Exercise passage:
[Start of Attachment]
'The Sand Rose' (1989) & 'Jaime' (1974)

Monday, July 9, 2012
7:30 pm - 10:00 pm, UCLA Hammer Museum - Billy Wilder Theater

Portuguese Film Screenings

See below for additional information.

Admission

$9 general; $8 students and seniors; free admission to all UCLA students with valid I.D.; $10 online advance purchase.

Los Angeles Filmforum members receive two for one admission at the Billy Wilder Theater box office!

Contact

UCLA Film & TV Archive
(310) 206-8013
archive@ucla.edu

Website

http://www.cinema.ucla.edu/events/2012-07-06/films-and-...

Additional Information

The UCLA Film & Television Archive celebrates the films and legacy of pioneering Portuguese filmmakers António Reis and Margarida Cordeiro.
[End of Attachment]
Task instructions:
[1] Could you reproduce the portion of the screening listing that opens with the words containing "Los Angeles Filmforum" and closes with "http://www.cinema.ucla.edu/events/2012-07-06/films-and-..."?
[2] What comes next in the screening listing for 'The Sand Rose' and 'Jaime'? Write the following part, picking up after its final sentence.

Dataset records:
[Start of Attachment]
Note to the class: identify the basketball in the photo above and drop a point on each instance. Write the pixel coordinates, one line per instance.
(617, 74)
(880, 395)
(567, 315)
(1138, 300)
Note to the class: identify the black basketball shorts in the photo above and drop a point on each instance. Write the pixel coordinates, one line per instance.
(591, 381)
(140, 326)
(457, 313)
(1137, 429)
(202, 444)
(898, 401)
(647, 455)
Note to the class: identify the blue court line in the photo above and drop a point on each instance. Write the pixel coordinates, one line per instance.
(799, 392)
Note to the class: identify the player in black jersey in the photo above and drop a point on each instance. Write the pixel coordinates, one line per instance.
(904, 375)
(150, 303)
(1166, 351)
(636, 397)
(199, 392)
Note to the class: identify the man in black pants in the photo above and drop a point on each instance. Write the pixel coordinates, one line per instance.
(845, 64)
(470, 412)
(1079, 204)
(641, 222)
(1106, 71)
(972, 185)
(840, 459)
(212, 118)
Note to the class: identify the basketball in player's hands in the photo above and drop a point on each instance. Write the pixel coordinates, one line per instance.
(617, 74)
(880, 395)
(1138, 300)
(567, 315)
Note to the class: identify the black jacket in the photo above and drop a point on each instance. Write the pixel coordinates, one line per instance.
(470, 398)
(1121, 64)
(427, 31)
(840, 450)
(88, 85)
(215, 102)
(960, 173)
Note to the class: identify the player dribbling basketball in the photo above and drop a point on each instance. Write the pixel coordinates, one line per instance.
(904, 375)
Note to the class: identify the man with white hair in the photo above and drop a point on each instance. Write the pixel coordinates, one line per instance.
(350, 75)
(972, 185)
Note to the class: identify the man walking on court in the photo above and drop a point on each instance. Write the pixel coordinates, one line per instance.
[End of Attachment]
Exercise answers:
[1]
Los Angeles Filmforum members receive two for one admission at the Billy Wilder Theater box office!

Contact

UCLA Film & TV Archive
(310) 206-8013
archive@ucla.edu

Website

http://www.cinema.ucla.edu/events/2012-07-06/films-and-...

[2]
'The Sand Rose' (1989): Marking a stylistically and philosophically turn away from the earlier features, 'The Sand Rose' is Rei's and Cordeiro’s most abstract, conceptual and literary work. The film’s collage structure gathers texts from multiple sources—including Kafka and Montaigne—and crafts a world of theatrical artifice far from the documentary inspired naturalism of Ana and Trás-os-Montes. Reis and Cordeiro’s least known film has lingered in obscurity and never recovered from the unfairly negative reviews that resulted in its severely limited release. Reis died less than two years later, just as he and Cordeiro were about to begin an ambitious adaptation of Juan Rulfo’s "Pedro Parámo."

35mm, color, in Portuguese with English subtitles, 95 min.

Preceded by 'Jaime' (1974): While working at Lisbon’s famed Miguel Bombarda sanatorium, psychologist Margarida Cordeiro discovered a series of arresting drawings by a recently deceased former patient and paranoid schizophrenic named Jaime Fernandes. Keeping a respectful yet never tentative distance from the asylum world as a realm of unfathomable mystery, Reis and Cordeiro linger over Fernandes’ drawings, assembling a profoundly moving portrait of a gifted artist and powerful emblem of Portugal’s virtual imprisonment during the repressive Salazar regime.

35mm, color, in Portuguese with English subtitles, 35 min.